**RECORDS PROVIDED**
※
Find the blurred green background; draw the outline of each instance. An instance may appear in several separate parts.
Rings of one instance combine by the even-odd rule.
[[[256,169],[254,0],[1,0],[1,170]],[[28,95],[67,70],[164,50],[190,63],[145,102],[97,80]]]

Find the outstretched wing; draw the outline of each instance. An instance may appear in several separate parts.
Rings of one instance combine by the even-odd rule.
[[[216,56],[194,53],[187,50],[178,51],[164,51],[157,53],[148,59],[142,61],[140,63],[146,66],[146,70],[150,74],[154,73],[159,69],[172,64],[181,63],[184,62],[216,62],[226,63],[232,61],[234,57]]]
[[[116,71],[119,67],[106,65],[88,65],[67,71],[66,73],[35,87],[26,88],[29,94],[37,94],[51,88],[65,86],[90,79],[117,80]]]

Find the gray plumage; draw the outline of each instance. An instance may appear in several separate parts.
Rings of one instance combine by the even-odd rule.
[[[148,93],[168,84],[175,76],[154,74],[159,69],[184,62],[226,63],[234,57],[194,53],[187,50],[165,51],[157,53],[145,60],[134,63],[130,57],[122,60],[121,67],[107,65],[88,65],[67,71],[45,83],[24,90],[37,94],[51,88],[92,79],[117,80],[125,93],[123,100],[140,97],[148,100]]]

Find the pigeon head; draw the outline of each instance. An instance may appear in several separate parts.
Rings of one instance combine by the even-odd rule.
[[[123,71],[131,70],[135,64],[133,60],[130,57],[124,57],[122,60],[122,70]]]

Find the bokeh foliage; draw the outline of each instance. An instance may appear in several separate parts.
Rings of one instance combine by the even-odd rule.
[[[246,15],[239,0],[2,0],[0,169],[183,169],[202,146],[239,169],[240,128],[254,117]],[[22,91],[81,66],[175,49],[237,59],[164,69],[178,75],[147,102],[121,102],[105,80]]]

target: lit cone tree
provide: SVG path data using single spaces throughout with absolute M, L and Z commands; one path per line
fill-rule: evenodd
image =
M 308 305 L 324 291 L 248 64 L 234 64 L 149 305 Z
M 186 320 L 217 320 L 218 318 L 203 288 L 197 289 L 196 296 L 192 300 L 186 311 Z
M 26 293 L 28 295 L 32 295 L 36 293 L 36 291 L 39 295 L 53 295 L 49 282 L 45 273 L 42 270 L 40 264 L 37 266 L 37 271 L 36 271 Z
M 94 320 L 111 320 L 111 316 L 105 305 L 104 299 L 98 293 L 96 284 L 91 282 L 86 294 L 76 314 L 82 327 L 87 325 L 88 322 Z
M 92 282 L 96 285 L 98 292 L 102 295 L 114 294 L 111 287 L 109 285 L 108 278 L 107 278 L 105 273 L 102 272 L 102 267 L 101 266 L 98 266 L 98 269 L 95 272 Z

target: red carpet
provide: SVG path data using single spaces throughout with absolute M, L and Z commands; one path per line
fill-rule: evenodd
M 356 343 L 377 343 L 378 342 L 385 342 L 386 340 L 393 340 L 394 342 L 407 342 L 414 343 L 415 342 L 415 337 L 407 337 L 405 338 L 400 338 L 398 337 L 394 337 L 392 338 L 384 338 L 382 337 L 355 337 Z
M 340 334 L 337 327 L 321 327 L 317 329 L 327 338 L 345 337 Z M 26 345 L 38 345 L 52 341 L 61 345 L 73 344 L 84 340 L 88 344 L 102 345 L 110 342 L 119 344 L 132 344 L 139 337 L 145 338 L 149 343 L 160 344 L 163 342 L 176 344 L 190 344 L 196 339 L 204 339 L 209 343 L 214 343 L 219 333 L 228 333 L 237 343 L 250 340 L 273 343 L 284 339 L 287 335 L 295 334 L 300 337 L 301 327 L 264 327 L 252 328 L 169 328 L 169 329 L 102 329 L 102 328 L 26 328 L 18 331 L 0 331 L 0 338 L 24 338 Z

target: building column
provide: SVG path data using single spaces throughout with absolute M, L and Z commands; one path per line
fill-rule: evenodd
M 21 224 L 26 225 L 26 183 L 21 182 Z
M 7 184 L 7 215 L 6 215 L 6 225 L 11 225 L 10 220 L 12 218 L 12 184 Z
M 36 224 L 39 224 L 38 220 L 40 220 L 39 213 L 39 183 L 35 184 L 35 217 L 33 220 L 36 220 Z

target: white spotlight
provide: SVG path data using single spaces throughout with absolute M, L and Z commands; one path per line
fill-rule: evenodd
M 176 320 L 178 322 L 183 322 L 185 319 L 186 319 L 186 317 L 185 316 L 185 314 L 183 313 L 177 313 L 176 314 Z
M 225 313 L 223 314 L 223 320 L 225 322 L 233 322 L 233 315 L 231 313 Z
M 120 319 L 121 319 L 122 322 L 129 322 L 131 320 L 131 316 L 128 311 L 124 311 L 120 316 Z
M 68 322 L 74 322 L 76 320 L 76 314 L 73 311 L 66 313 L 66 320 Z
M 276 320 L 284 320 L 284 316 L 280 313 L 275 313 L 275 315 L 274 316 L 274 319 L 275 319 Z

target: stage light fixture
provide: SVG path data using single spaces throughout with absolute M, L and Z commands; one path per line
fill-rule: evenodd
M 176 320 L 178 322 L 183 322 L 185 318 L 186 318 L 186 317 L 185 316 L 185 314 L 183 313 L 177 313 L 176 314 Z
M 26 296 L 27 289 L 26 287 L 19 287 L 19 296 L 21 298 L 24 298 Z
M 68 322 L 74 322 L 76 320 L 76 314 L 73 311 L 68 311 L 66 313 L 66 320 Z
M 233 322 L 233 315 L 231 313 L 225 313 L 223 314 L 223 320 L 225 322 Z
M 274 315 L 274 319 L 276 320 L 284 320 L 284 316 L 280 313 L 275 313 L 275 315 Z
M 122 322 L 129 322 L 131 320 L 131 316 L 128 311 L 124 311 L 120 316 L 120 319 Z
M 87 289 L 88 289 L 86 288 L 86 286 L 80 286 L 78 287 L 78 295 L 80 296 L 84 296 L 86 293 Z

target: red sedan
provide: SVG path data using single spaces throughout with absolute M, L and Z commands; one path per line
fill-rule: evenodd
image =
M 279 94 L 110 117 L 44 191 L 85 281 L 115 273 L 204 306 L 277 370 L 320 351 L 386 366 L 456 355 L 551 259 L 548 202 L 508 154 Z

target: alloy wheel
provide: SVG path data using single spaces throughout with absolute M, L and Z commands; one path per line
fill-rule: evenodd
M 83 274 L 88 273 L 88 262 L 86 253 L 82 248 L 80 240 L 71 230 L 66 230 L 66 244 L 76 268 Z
※
**INSTRUCTIONS TO FOLLOW**
Convert the lines above into a Markdown table with columns Row and Line, one numbered row per line and no blank lines. Begin at the line that has "target: building column" and stop after the line that has "M 7 184 L 7".

**WRITTEN RESPONSE**
| Row | Line |
|---|---|
| 1 | target: building column |
| 2 | provide: SVG path data using single spaces throughout with absolute M, L and Z commands; one path per line |
| 3 | fill-rule: evenodd |
| 4 | M 21 224 L 26 225 L 26 183 L 21 182 Z |
| 5 | M 7 184 L 7 215 L 6 215 L 6 225 L 11 225 L 10 220 L 12 218 L 12 184 Z |